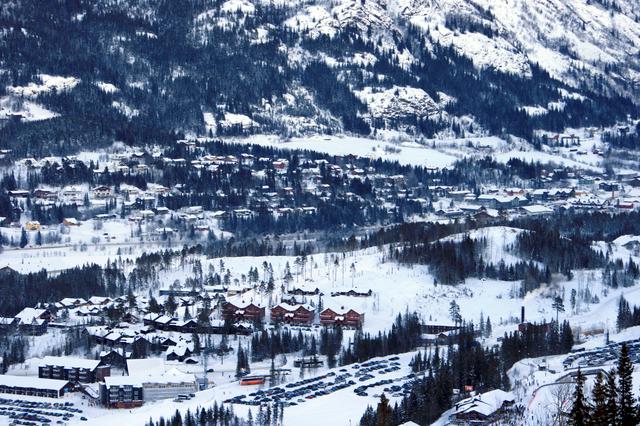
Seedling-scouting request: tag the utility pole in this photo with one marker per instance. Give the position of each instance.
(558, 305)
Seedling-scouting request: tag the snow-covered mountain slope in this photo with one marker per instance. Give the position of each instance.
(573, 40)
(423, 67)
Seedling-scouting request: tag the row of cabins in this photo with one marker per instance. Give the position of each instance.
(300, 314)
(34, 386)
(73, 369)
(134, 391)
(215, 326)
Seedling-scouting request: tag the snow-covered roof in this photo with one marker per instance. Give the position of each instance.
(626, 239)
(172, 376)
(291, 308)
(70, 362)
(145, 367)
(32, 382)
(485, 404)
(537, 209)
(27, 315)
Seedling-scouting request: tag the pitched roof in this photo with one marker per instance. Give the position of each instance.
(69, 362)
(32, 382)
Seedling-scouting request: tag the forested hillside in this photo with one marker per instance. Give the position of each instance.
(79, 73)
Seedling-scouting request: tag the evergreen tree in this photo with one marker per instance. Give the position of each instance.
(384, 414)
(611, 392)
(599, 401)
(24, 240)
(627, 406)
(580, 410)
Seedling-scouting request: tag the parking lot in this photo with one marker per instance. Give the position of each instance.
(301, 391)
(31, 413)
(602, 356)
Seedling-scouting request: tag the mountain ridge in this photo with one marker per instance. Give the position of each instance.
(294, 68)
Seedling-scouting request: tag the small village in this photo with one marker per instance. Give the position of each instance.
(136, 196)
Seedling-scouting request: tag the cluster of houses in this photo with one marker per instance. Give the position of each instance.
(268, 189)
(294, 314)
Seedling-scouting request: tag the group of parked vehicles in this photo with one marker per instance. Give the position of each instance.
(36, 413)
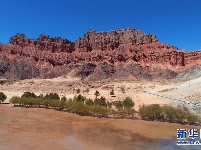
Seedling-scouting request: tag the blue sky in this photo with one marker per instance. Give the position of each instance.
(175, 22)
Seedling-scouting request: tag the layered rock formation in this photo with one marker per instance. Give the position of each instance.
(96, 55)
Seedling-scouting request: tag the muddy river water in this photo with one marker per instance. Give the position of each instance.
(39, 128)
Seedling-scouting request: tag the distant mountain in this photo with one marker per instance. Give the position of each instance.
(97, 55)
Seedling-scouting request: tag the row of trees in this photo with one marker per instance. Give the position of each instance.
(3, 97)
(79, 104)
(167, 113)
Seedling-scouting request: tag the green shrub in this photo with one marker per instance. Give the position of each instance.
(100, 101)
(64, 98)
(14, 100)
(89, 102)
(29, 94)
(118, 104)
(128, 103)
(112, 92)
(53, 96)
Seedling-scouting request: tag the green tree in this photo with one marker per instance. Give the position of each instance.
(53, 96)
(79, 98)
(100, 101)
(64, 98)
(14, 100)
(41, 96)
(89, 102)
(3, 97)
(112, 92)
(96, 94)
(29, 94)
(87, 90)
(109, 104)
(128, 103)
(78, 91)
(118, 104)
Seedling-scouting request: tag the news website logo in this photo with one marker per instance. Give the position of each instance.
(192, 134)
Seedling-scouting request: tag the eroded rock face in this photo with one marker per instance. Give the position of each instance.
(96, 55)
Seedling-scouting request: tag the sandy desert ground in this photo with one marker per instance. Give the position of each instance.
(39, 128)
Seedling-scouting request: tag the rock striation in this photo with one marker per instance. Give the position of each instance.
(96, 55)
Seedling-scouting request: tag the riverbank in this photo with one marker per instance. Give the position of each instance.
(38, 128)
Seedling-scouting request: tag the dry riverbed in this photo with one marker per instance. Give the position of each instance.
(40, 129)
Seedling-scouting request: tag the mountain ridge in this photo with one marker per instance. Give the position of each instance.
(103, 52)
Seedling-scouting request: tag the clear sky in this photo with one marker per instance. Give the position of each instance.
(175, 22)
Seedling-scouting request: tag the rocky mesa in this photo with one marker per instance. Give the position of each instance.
..............................
> _GIVEN TASK_
Could you reproduce, word for word, the stretch from the line containing "Seedling-scouting request: tag the green tree" through the end of the records?

> _EXPECTED OUTPUT_
Seedling-scouting request: tag the green tree in this photo with one marker per instance. Give the position of each instance.
(53, 96)
(79, 98)
(100, 101)
(64, 98)
(14, 100)
(41, 96)
(89, 102)
(3, 97)
(112, 92)
(96, 94)
(29, 94)
(87, 90)
(109, 104)
(128, 103)
(78, 91)
(118, 104)
Seedling-scouting request: tag the news website logo in this photo with one marker per instance. Give the position of each instance.
(192, 134)
Seedling-scouting request: tag the eroded rock face in this photo with one marker per instance. Give the position of each instance.
(96, 55)
Seedling-scouting request: tag the sandy desert ground in this photo with one marker per instance. Give the position of each instance.
(39, 128)
Seedling-scouting request: tag the rock striation in this photo with one marker per instance. Give the position of each instance.
(96, 55)
Seedling-scouting request: tag the riverbank in this photo with one marker per instance. Give the position of each instance.
(38, 128)
Seedling-scouting request: tag the dry riverbed in this photo with one marker per instance. Give the position of each instance.
(40, 129)
Seedling-scouting request: tag the mountain ridge in this photo with one marker per instance. Give the position of each instance.
(103, 52)
Seedling-scouting request: tag the clear sky in this photo with one marker per instance. Give the position of each instance.
(175, 22)
Seedling-scouting request: tag the rocky mesa in this photo with one marker per instance. Give the position of each instance.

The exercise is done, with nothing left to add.